Region pointing data
————————

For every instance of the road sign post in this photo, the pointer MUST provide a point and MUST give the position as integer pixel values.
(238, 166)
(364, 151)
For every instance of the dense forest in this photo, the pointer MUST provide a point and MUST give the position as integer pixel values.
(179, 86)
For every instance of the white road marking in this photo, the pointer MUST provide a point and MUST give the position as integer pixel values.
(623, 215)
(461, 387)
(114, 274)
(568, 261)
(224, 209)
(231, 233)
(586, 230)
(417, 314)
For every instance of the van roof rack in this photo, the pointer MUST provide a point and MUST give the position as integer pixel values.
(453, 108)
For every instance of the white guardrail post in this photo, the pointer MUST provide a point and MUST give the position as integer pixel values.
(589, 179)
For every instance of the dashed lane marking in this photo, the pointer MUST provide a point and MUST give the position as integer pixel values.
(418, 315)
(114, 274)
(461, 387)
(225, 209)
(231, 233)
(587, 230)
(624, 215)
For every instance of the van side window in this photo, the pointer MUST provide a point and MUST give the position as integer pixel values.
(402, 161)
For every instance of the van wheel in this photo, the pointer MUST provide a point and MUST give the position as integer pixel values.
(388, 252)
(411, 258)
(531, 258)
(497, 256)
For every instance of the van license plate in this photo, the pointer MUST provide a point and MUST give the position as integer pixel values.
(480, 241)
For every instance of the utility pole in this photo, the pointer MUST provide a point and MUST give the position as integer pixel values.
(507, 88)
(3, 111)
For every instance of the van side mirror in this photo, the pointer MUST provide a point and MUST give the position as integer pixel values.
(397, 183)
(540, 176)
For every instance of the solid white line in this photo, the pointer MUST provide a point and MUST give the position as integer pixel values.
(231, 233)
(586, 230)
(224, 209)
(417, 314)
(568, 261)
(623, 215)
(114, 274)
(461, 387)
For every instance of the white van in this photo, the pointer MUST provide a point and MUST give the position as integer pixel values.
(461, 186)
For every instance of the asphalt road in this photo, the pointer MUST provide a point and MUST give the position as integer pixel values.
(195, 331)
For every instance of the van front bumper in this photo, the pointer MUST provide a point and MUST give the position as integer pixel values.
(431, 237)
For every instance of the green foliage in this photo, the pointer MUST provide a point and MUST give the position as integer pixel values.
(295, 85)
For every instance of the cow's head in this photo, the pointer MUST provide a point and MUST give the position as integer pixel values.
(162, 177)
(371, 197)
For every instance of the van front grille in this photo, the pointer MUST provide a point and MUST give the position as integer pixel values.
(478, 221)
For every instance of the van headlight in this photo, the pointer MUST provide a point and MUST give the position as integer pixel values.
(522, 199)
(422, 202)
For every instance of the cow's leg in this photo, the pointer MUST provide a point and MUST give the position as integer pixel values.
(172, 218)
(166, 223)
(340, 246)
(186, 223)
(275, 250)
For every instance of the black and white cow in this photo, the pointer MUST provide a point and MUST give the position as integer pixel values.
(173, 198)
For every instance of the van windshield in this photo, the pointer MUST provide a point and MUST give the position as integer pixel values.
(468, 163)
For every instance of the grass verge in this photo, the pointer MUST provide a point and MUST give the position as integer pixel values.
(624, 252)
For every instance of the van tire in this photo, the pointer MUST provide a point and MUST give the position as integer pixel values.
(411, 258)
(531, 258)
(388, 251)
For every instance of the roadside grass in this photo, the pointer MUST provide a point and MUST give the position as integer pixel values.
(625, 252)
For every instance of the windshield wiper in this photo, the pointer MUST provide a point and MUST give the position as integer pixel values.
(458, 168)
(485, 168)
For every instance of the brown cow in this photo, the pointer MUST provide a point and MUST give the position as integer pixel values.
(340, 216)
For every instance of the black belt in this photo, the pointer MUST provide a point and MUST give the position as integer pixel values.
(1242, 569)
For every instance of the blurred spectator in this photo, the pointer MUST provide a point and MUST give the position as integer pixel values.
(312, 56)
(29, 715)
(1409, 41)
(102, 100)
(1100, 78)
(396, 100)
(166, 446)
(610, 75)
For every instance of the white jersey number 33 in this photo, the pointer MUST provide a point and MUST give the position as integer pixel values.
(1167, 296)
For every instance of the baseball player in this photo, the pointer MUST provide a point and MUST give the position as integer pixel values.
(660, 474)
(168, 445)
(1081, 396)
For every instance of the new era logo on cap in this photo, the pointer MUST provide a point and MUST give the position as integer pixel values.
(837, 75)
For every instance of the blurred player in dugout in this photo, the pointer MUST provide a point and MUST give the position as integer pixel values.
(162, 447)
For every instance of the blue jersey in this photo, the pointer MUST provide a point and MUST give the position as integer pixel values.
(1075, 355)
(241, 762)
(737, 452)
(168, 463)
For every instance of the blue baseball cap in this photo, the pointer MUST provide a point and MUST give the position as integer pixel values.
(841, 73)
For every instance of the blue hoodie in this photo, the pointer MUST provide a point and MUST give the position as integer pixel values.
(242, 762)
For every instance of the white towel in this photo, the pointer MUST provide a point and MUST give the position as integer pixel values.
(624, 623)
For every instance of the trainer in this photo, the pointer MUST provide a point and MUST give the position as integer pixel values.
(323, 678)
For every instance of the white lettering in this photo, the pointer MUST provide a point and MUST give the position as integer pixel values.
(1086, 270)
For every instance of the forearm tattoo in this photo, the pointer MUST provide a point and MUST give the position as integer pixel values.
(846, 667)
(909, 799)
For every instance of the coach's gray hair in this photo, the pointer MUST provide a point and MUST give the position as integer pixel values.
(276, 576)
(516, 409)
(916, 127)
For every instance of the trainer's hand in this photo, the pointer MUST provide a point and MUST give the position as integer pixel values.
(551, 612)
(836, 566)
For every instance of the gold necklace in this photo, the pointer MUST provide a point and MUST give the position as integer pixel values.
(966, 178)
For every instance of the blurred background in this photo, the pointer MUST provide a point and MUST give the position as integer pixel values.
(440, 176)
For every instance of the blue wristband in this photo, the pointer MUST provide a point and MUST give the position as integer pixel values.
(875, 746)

————————

> [Task description]
Nothing in the entries above may be left out; retype them all exactly.

> [Answer to the problem]
For every instance of the road sign post in this photo, the pointer MUST provide a point and MUST give the position as integer pixel values.
(238, 166)
(364, 151)
For every instance of the dense forest in this photo, the pointer MUST provide a point and MUST give the position as integer pixel values.
(179, 86)
For every instance of the white road marking in this photo, the pointer MUST provide a point and MUST give the position as integer pixel values.
(623, 215)
(461, 387)
(114, 274)
(568, 261)
(224, 209)
(231, 233)
(586, 230)
(417, 314)
For every instance of the van roof rack in this photo, the pointer MUST provide a point and MUST give the position as integer pixel values.
(453, 108)
For every instance of the white guardrail post in this photo, the pointer MUST provide a point and MUST give the position as integer pixel values.
(589, 179)
For every instance of the dashed lane marking in this photo, the pointer MUST provide a point and MUST give the position as integer pixel values.
(418, 315)
(114, 274)
(461, 387)
(225, 209)
(231, 233)
(587, 230)
(624, 215)
For every instance of the van side window in this photo, the pointer MUST provide a point and MUST give the position as integer pixel values.
(402, 161)
For every instance of the van wheel in this photo, the pointer MUST provide a point and MUST give the position as integer pixel values.
(388, 252)
(411, 258)
(531, 258)
(497, 256)
For every instance of the van license plate in this photo, the pointer MUST provide a point and MUST give the position as integer pixel values.
(480, 241)
For every instance of the utility pole in this photo, the pointer MUST provide a point and MUST give the position as integer pixel values.
(507, 88)
(3, 111)
For every instance of the van side mirror in this photo, the pointer MUST provide a point and MUST give the position as integer pixel values.
(397, 183)
(540, 176)
For every instance of the solid white line in this photo, the pointer MUST provide a point and MUST give the position as integer pixel values.
(231, 233)
(586, 230)
(224, 209)
(417, 314)
(568, 261)
(623, 215)
(114, 274)
(461, 387)
For every instance of the white van in this photo, the pointer MUST provide a point and MUST give the position as integer pixel values.
(461, 186)
For every instance of the asphalt road in this photo, the pointer MUST provide a point and MUST give the position as integer pixel values.
(195, 331)
For every instance of the van front bumper in this photo, the pointer MUST provide a point and MUST give the position as integer pixel values.
(431, 237)
For every instance of the green foliage in this photo, the pointer MUST provide a point and MUST give the position as integer pixel values.
(295, 85)
For every instance of the cow's head in this photo, the pointer MUST provide a point and MUST give the position as integer pixel values.
(162, 177)
(371, 197)
For every instance of the van front grille in this photo, the pointer MUST provide a point and MUST give the position as integer pixel values.
(478, 221)
For every instance of the van headlight in this photo, the pointer MUST provide a point and MUST give the position as integer pixel values.
(522, 199)
(422, 202)
For every instance of the cow's leg in this photo, the pointer MUST provide a point and MUST give the position as integer pixel values.
(172, 218)
(166, 223)
(340, 246)
(186, 223)
(275, 250)
For every instance of the black and white cow in this photo, the pointer MUST provide a point and MUST give the position as integer pixel values.
(173, 198)
For every instance of the van windshield in this photo, the pointer MUST provide a point and MUST give the position as integer pixel values.
(468, 163)
For every instance of the grass verge in this photo, the pointer MUST provide a point and MUST give the position as integer pixel values.
(624, 252)
For every instance of the van tire in this photo, the pointer MUST provide a point and MUST give the position as integer pixel values.
(411, 258)
(531, 258)
(388, 251)
For every instance of the roadside grass in this photo, the pointer MUST provide a point and MUST give the position as integer pixel values.
(625, 252)
For every instance of the windshield wiper in this photo, the pointer MUST provide a point and MUST give the position as integer pixel values.
(458, 168)
(485, 168)
For every instance of the brown cow in this photo, the pointer MUST provide a point and MUST give the position as integer pixel values.
(340, 216)
For every instance of the black belt in this photo, the pointer MUST provide a point and MUST give the position as integer pixel values.
(1242, 569)
For every instance of the blurred spectator in this photo, the pointer MUST provide a point and MUST give the position as integer pixel values.
(312, 56)
(29, 715)
(1409, 41)
(102, 100)
(1100, 78)
(396, 100)
(166, 446)
(610, 75)
For every instance of the white jersey number 33 in this photo, the pointer MUST provide a point and MUST give the position as integer pixel values.
(1167, 296)
For every instance of the baseball player in this photo, the pointer MUST provide a point and MUST give the position as integer pixel values.
(660, 474)
(168, 445)
(1081, 396)
For every instance of the new era logo on cap in this photo, the pointer MUST provide a point and MUST give the position as integer pixel values.
(837, 75)
For every instance of the blurred player in dugout in this photo, the pointer MUST provide a point and MUST give the position as integer pixel values.
(162, 447)
For every instance of the blue jersey in this photo, the pointer MUST provide a point and MUST give the position as integer pixel values.
(1075, 355)
(241, 762)
(737, 452)
(168, 463)
For every instance of the blue baseball cap in this photo, the pointer MUST provide a point and MUST give the position as integer pixel values.
(841, 73)
For every instance of the blue hoodie in this photo, the pointer MUST provide a point and MUST give the position as integer pixel values.
(242, 762)
For every instance of the white towel in this photo, the pointer MUST provide a point and MUST give the position as integer pixel values.
(624, 623)
For every instance of the trainer in this photo, the pointer MUST provide a point and MUST give the position as integer pixel values.
(323, 678)
For every instance of the white lettering in this photo, the pointer MUST provide a point and MUST give the position as integer pixel values.
(1086, 270)
For every instance of the forearm tattoo in this photo, the pointer MUST provide a point and MUST give the position as integer pixel values.
(846, 667)
(909, 799)
For every instance of the coach's gray hair in this photo, the pointer MUST provide a point and MUST give the position as integer pixel values.
(276, 576)
(516, 409)
(916, 127)
For every instance of the trainer's hand in this photo, the pointer MUST provide a point and MUST give the position as integer pixel values.
(551, 612)
(836, 566)
For every instance of the gold necklace in this photo, the pointer MUST provide a point and MUST give the position as integer pixel values.
(966, 178)
For every instance of the blurred background in this photo, the pointer MUST provide a point and MUST give the position as integer pixel values.
(440, 176)
For every instance of the blue wristband in this photo, the pointer MUST provide a point and MUST give the position as integer pixel values.
(875, 746)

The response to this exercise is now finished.